* **RAW DATA**
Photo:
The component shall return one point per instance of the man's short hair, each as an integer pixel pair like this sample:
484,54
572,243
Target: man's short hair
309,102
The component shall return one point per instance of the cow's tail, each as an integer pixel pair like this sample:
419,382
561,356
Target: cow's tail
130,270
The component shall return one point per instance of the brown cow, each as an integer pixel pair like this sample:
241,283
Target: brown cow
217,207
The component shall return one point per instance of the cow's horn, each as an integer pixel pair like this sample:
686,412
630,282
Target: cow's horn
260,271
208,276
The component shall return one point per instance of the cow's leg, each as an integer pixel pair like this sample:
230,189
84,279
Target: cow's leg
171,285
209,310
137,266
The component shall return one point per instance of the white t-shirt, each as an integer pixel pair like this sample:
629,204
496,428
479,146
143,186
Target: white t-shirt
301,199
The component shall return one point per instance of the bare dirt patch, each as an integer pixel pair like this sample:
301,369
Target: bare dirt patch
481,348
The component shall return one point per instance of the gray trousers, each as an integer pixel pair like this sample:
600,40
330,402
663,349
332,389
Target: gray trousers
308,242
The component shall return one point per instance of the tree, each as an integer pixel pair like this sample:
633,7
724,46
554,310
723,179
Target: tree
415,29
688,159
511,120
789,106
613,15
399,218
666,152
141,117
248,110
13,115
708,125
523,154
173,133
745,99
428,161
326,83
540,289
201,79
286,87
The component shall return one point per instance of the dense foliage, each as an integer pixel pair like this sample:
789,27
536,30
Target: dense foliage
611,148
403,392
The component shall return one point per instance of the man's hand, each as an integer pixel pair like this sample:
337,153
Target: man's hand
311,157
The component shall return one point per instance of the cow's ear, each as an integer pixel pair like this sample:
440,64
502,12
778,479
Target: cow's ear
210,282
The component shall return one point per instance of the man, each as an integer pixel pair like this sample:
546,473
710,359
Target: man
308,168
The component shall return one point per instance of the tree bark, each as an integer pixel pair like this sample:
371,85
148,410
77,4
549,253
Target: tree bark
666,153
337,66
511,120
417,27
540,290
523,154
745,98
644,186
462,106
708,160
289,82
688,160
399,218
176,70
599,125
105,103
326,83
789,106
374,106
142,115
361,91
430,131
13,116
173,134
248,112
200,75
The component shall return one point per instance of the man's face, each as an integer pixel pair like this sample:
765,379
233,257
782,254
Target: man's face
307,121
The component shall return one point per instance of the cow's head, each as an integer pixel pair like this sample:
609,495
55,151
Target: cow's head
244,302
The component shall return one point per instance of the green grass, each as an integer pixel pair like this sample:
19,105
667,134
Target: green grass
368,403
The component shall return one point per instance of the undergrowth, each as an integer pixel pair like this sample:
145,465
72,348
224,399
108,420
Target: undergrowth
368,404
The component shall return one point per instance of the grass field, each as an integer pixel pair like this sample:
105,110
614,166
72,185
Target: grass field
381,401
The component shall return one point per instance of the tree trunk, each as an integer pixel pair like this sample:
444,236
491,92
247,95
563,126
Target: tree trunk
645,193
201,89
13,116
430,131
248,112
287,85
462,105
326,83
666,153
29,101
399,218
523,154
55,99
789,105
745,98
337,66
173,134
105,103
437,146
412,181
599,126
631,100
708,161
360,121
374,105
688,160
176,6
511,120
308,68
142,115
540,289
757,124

* **REQUIRED WORK**
Reproduce exactly what is written in the listing above.

* **EXERCISE SOLUTION**
Photo:
The component shall return one point per instance of the man's short hair, each as an integer pixel pair like this sample:
484,54
572,243
Target: man's short hair
309,102
The component shall return one point per instance of the cow's tail, each as an integer pixel pair like this sample:
419,382
561,356
Target: cow's tail
130,270
The component shall return one point per instance of the brown cow, each as an integer pixel pair like this sample:
241,283
Target: brown cow
217,207
The component shall return one point per instance of the cow's horn, each as an integer pixel pair like this sample:
686,412
630,282
Target: cow's horn
260,271
208,276
The component shall return one point per instance of the cow's leg, each as an integer pixel pair like this sample:
230,189
84,279
Target: cow's leg
171,285
209,310
137,266
The component shall return one point per instance of the white t-shirt, each as an integer pixel pair like this sample:
629,204
496,428
479,146
143,186
Target: white t-shirt
301,199
The component shall return one point per instance of the bare dirt patch, each as an integer pixel pair like this sample:
301,369
Target: bare dirt patch
481,348
The component shall return one point per instance of the gray trousers, each as an integer pixel pair like this sample:
600,40
330,402
663,349
332,389
Target: gray trousers
308,242
The component shall return one point per instance of the tree, each as an integer pixel pair like this sample:
633,7
724,46
554,310
723,179
Target: tree
415,29
688,159
511,120
789,106
613,15
399,218
666,152
141,117
248,110
13,115
708,125
523,154
173,133
745,99
428,161
326,83
540,289
201,79
286,87
The component shall return one point per instance of the dense foliage, each as an integer pixel pair like this sample:
789,27
536,30
Target: dense foliage
611,148
403,392
The component shall return one point per instance of the man's hand, each as an integer pixel pair like this sample:
337,153
Target: man's hand
311,157
The component shall return one point per instance of the cow's ear, each as an integer pixel pair like this sample:
440,64
502,12
778,479
Target: cow's ear
210,282
The component shall return one point per instance of the man, each as an integer pixel pair like this sample:
546,473
710,359
Target: man
308,168
The component shall return one point per instance of the tree bark, each as an integer pixel pair like this sample:
371,85
148,410
77,4
549,253
Target: tree bark
666,153
337,66
511,120
417,27
540,290
523,154
745,98
644,186
462,106
708,160
289,82
688,160
399,218
176,70
599,125
105,103
326,83
789,106
374,106
142,115
361,91
430,131
13,116
173,134
248,112
200,75
The component shall return one point per instance of the man's face, each as an integer pixel pair like this sample:
765,379
233,257
782,254
Target: man's face
307,121
The component shall return one point per instance of the cow's head, each as an integer pixel pair like this sample:
609,495
55,151
Target: cow's head
244,302
The component shall return one point per instance of the green grass, each as an integer pixel pair like this sample:
19,105
667,134
Target: green grass
368,403
The component shall return one point per instance of the undergrowth, each as an integer pixel pair like this sample:
145,465
72,348
224,399
108,420
Target: undergrowth
368,404
The component shall return one point per instance of the grass field, each as an integer pixel pair like this sample:
105,110
614,166
72,185
Target: grass field
381,401
The component shall return one point per instance of the tree trunk, each as an integer pixel pair like this sample:
444,236
491,92
247,95
563,126
Target: tree trunk
645,193
201,89
13,116
430,131
248,112
287,85
462,105
326,83
666,153
29,101
399,218
523,154
55,99
789,105
745,98
337,66
173,134
105,103
437,146
412,181
599,126
631,100
708,161
360,121
374,105
688,160
176,6
511,120
308,68
142,115
540,289
757,124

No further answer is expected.